_ACTIVITY_
Copy each line of the records that includes "below".

--- STORED DATA ---

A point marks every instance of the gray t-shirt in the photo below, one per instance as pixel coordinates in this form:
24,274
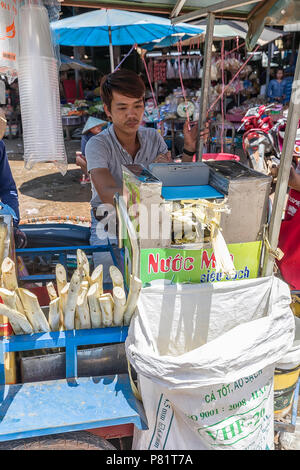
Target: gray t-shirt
105,151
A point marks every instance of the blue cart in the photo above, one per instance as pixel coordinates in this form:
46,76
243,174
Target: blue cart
53,414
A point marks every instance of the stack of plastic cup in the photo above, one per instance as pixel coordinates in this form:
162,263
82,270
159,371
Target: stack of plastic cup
39,91
9,46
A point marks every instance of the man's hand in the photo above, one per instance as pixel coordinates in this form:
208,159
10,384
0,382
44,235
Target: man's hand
190,135
163,158
20,238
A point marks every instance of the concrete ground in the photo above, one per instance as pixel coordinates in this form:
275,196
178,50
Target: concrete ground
43,191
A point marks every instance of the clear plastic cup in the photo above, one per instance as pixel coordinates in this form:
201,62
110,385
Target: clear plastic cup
35,32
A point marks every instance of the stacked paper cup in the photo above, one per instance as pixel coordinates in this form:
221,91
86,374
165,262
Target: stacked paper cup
39,91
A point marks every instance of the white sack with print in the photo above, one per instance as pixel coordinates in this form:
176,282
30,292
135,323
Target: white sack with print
205,358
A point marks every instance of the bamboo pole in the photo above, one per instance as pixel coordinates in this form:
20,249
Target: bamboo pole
205,86
284,171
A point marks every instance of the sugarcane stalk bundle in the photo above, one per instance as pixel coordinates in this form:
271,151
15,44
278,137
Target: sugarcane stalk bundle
78,304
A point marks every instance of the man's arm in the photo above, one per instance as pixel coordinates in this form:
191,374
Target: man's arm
294,180
8,189
105,185
270,90
190,133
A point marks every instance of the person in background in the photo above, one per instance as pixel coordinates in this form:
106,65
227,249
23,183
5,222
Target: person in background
276,87
288,85
93,126
8,189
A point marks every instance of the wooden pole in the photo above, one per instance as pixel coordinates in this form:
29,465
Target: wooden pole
284,171
269,66
205,87
111,51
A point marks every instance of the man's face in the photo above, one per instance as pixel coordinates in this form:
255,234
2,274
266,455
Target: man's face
279,75
96,130
126,113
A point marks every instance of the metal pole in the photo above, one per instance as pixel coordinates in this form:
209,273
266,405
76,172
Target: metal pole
111,51
284,170
77,77
205,81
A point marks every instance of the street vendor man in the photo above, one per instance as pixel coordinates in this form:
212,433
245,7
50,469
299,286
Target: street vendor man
125,142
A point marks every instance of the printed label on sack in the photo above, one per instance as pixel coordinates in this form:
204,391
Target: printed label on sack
232,416
198,265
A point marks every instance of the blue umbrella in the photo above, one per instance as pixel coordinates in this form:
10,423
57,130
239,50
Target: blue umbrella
115,28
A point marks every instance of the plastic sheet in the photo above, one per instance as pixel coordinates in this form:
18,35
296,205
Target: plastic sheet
39,90
9,39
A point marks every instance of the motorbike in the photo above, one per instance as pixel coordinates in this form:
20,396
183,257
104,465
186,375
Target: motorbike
260,141
263,140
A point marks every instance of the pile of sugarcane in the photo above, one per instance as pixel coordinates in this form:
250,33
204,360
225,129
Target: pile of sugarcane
78,304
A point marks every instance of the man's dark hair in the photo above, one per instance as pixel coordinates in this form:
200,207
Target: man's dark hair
125,82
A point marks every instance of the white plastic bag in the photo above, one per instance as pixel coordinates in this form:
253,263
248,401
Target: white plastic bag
205,358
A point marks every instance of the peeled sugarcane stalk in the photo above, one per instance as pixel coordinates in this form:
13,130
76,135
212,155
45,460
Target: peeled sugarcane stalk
107,309
54,314
18,321
3,235
33,311
97,278
62,303
119,298
9,276
116,277
69,311
77,322
51,291
82,310
224,261
85,285
95,310
9,298
134,292
61,277
83,264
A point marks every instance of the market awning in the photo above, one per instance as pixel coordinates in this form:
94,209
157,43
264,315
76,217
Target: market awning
69,63
119,28
223,29
256,13
230,29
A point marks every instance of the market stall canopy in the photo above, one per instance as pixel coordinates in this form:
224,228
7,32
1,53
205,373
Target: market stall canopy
126,28
223,29
256,13
156,6
69,63
227,29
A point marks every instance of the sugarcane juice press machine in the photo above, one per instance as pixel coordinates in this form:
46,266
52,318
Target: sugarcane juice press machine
194,222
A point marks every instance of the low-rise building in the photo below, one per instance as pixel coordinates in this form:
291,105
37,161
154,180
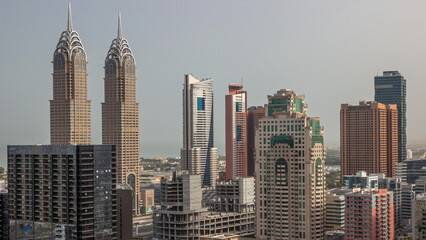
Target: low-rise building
418,217
147,201
182,215
369,214
4,215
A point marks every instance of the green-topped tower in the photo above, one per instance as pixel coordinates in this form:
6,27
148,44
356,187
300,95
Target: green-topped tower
290,182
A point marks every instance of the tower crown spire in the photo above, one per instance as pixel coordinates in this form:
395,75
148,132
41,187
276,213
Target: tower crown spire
119,33
69,24
120,48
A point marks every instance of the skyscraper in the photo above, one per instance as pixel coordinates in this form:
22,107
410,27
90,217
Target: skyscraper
198,155
253,115
62,192
391,89
369,138
120,113
290,184
70,109
236,132
418,217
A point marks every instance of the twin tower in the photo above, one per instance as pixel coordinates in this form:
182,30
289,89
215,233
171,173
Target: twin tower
70,120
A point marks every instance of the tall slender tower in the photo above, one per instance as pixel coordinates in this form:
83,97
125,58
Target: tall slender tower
368,138
236,132
290,182
198,155
70,109
391,88
120,113
254,113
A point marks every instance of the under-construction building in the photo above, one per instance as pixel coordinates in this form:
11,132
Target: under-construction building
183,216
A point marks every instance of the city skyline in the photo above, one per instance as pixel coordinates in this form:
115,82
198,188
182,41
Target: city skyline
354,57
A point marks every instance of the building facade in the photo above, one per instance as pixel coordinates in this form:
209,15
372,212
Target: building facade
391,88
369,215
411,170
369,138
147,201
62,192
236,132
182,215
124,211
253,115
120,113
4,215
290,184
198,154
419,217
378,181
335,211
70,110
407,197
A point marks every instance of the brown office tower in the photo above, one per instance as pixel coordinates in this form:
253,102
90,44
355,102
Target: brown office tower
120,114
236,132
70,109
369,138
253,115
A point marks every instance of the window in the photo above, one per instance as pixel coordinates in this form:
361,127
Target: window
238,107
201,105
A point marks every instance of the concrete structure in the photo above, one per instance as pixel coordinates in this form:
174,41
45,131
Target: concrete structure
70,110
236,132
394,185
369,138
290,184
147,201
369,214
407,196
391,88
182,215
120,113
335,211
360,180
409,154
335,235
124,211
420,185
198,155
419,217
378,181
411,170
253,116
65,190
220,236
235,195
4,215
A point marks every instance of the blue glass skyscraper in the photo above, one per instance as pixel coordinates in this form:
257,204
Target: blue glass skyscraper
391,89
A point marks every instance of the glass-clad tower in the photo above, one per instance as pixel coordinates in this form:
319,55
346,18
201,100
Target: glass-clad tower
391,88
198,155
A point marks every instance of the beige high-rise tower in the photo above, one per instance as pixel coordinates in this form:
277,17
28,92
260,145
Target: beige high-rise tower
70,109
120,113
290,182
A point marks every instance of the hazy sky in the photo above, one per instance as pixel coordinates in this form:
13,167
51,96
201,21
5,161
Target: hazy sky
329,51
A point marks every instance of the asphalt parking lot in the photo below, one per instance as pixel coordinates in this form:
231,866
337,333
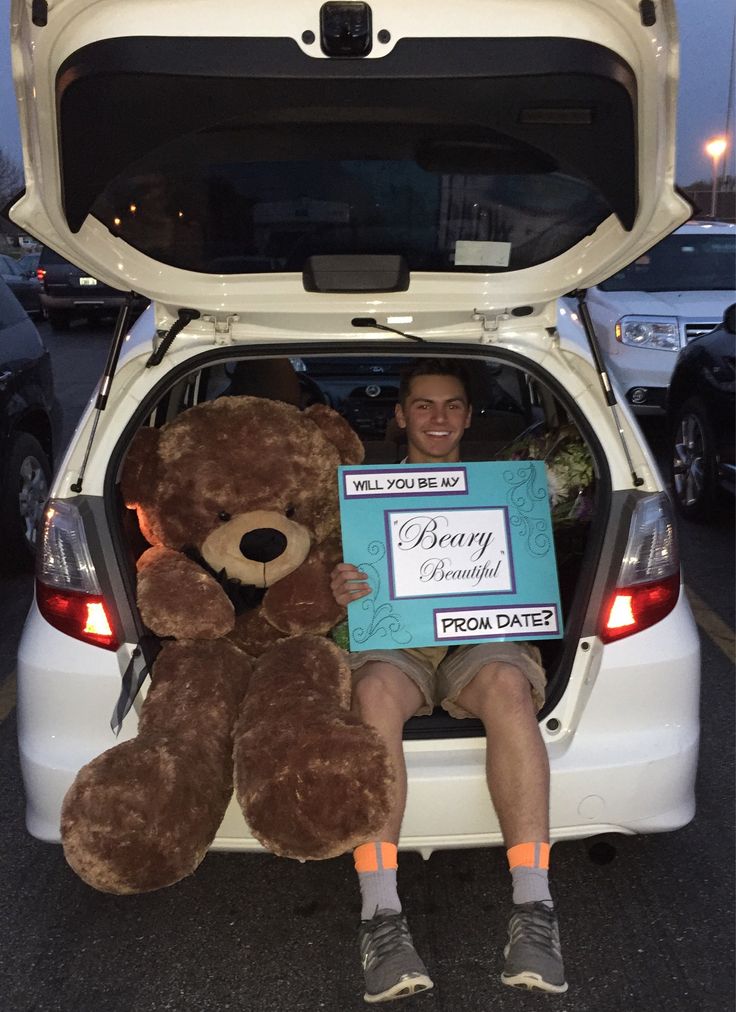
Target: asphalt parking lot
646,922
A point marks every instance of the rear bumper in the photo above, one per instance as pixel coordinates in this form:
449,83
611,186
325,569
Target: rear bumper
623,760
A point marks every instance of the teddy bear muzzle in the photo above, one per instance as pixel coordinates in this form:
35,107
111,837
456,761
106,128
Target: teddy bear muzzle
258,549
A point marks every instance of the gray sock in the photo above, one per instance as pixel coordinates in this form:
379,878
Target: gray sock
378,891
530,884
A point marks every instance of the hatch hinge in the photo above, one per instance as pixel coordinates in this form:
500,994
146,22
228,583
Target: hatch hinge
489,324
608,392
39,13
223,324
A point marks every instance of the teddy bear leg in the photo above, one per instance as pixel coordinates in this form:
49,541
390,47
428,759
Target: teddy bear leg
312,779
142,815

---

_EXPECTED ANSWER_
A point marks every instance of the gray t-shirt in the photo below, one per instance as pixel coordinates in this form:
A point marks every instance of the low-rise building in the photo below, one per instance as pixel coordinates in this form:
A point marks every instance of the asphalt parking lot in the photo below, one per instance as pixel coordinates in this form:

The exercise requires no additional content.